* Your instructions *
The data below is to be retyped exactly, line by line.

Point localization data

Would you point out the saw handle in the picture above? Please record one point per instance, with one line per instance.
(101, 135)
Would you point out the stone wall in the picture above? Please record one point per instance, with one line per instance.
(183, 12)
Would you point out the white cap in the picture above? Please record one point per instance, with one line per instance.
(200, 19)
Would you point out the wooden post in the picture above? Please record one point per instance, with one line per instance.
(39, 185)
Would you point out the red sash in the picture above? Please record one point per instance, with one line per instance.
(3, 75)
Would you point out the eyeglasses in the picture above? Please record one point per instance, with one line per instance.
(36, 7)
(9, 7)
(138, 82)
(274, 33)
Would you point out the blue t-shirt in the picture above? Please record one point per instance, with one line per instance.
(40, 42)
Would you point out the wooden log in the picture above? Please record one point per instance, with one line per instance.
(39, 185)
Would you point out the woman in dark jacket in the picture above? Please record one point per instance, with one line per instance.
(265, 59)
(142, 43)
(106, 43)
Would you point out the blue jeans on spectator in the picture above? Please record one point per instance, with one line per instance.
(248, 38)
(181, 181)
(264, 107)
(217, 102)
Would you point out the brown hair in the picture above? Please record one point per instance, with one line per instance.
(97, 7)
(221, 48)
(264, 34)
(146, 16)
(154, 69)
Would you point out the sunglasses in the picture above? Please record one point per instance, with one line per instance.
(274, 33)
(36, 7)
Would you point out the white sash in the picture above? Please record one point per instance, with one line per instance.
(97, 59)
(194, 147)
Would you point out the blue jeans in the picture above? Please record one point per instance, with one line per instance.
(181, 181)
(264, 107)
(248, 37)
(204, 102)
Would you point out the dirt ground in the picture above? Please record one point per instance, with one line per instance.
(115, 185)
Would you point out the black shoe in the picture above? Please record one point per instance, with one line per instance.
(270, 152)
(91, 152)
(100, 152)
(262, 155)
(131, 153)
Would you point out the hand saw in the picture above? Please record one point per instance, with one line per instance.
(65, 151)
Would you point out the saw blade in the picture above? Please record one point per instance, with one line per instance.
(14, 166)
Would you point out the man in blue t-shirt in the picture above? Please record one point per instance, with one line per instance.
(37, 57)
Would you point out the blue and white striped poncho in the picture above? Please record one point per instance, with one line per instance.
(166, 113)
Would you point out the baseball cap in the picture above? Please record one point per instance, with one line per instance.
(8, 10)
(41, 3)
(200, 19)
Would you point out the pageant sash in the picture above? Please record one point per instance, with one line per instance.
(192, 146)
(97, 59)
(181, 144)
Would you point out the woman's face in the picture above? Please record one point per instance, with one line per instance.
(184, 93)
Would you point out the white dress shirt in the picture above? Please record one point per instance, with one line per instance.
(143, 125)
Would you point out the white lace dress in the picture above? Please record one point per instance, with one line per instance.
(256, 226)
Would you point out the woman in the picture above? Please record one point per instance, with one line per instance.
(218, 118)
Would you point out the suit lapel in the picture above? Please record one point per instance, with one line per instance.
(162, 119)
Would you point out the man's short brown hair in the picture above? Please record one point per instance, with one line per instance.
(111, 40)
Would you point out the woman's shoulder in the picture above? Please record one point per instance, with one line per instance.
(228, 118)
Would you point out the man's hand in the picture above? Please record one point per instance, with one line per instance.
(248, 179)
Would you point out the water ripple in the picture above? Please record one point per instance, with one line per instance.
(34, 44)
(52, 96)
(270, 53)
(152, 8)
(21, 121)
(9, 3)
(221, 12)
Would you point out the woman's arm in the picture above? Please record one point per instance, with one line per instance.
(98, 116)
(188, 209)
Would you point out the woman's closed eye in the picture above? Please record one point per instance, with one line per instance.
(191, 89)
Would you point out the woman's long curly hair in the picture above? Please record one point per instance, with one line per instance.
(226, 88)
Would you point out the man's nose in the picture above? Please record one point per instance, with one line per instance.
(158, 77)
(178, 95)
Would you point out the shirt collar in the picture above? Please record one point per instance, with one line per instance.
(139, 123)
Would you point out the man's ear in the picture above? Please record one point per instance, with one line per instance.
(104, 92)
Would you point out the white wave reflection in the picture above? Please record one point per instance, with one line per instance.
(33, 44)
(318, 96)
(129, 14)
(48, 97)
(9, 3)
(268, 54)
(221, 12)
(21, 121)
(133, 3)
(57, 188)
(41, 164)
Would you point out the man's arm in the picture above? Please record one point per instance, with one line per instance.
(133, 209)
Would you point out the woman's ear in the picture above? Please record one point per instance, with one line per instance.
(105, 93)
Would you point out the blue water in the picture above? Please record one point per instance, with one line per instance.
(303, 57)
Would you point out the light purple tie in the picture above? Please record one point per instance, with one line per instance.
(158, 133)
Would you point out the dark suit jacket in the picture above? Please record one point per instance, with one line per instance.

* Result for this exercise *
Would you point out the saw handle in the picture above? Please record one point per instance, with one line per instance.
(101, 135)
Would you point out the stone wall in the picture above? Please record one point per instance, with one line per instance.
(183, 12)
Would you point out the white cap in the picture above? Please record one point per instance, with one line per instance.
(200, 19)
Would you point out the wooden post in the picture above? Please record one point per instance, with one line per instance.
(39, 185)
Would you point out the red sash in the picture above? Please record one point per instance, with one line per instance.
(3, 75)
Would you point out the eyeglasses in the picture above? Please record one point per instance, with one line per instance.
(36, 7)
(9, 7)
(138, 82)
(274, 33)
Would you point out the blue t-shirt in the picture above? Please record one point per instance, with one line per instance.
(40, 42)
Would you point out the wooden log in the picture above? Please record one point per instance, with one line per instance.
(39, 185)
Would you point out the woman in dark jacket in the picture above? Please record one point per instance, with one line per instance.
(265, 59)
(142, 43)
(106, 43)
Would you point out the blue jeans on spectator in the picture above? Please record one point per instance, with one line per instance.
(248, 38)
(181, 181)
(264, 107)
(217, 102)
Would you point out the brown hair in the picture above? Please record one point per instance, with one line per instance.
(97, 7)
(221, 48)
(264, 34)
(146, 16)
(154, 69)
Would you point out the sunglasses in the picture above? Please record one point per instance, with one line per instance.
(274, 33)
(36, 7)
Would you point out the white sash in the picture above? Please record one point per instance, with one line per instance.
(97, 59)
(194, 147)
Would you point out the blue jeans in the picture above? Please record one point per instance, with one line per instance.
(181, 181)
(264, 107)
(248, 37)
(204, 102)
Would you point out the dirt ground in the picture above? Please record one point per instance, with one line per instance.
(115, 185)
Would you point out the black shoe in the picture above? Please record one point per instance, with one line per instance.
(270, 152)
(91, 152)
(100, 152)
(262, 155)
(131, 153)
Would you point out the hand saw in the picture above? Please record one point per instance, with one line per instance.
(65, 151)
Would you point out the saw blade in the picture above? Please record one point per instance, with one line per instance.
(14, 166)
Would you point out the man in blue t-shirt in the picture above? Please record one point per instance, with one line per instance.
(37, 57)
Would you point out the blue and white striped poncho in the picture above? Please record one point per instance, with one line per instance.
(166, 113)
Would you point out the baseball cap in the picture above? Please record one point per instance, with one line per instance.
(8, 10)
(41, 3)
(200, 19)
Would you point out the pageant sash in the picture above? Please record one point per instance, with one line per instance.
(192, 146)
(97, 59)
(181, 144)
Would you point out the woman's face in the picture above? Please record one point per instance, with one line per instance.
(184, 93)
Would you point out the white dress shirt in the picture above? Please record one point per instance, with one line per instance.
(143, 125)
Would you point out the white lace dress in the picture above? Please record one point per instance, with one line per instance.
(256, 226)
Would you point out the woman in the picture above? Please record one point per instance, with one line per instance.
(218, 118)
Would you point out the suit lapel in the picture above? Please record one point per instance, with one line per instance.
(162, 119)
Would you point out the man's short brown hair in the picture above? Please record one point per instance, with one line per instance.
(111, 40)
Would you point out the woman's shoulder in the picture above? Please record one point per instance, with one line per instance.
(228, 118)
Would you point out the man's hand in the picture above? Please record one point per instance, with one line per instance.
(248, 179)
Would you point out the water ripple in the picture above? Please record one point per instance, with one line per instance.
(34, 44)
(52, 96)
(270, 53)
(152, 8)
(21, 121)
(9, 3)
(221, 12)
Would you point out the woman's arm in the picture above? Please record one point per instance, with one line per instance.
(98, 116)
(188, 209)
Would you point out the woman's closed eye in the picture above? Please record one point per instance, with one line per instance.
(191, 89)
Would you point out the woman's long curly hair in the picture above? Please record one point per instance, with one line per instance.
(226, 88)
Would you point out the man's nose in the picture above? Please record one point per instance, with one line per instance.
(158, 77)
(178, 95)
Would you point out the shirt collar in the picture above? Please record one point per instance, with one line per instance.
(139, 123)
Would you point out the man's ear in the picture above? Please record one point per instance, with one line per instance.
(104, 92)
Would you point out the white wave reflection in the picture above? Please record one point per instance, with one line per instance.
(33, 44)
(318, 96)
(129, 14)
(48, 97)
(9, 3)
(268, 54)
(221, 12)
(21, 121)
(133, 3)
(57, 188)
(41, 164)
Would you point out the man's arm in the picture above? Please record one point per instance, with one line per instance.
(133, 209)
Would you point out the woman's ear in the picture above? Please record one point per instance, with one line per instance.
(105, 93)
Would you point out the blue water in the picture above? Please record one point per instance, with one line per instance.
(303, 57)
Would you point out the light purple tie in the picture above? Please record one point per instance, with one line per instance.
(158, 133)
Would you point out the dark suit jacket in the picture above? Please record one point per instance, with one line per instance.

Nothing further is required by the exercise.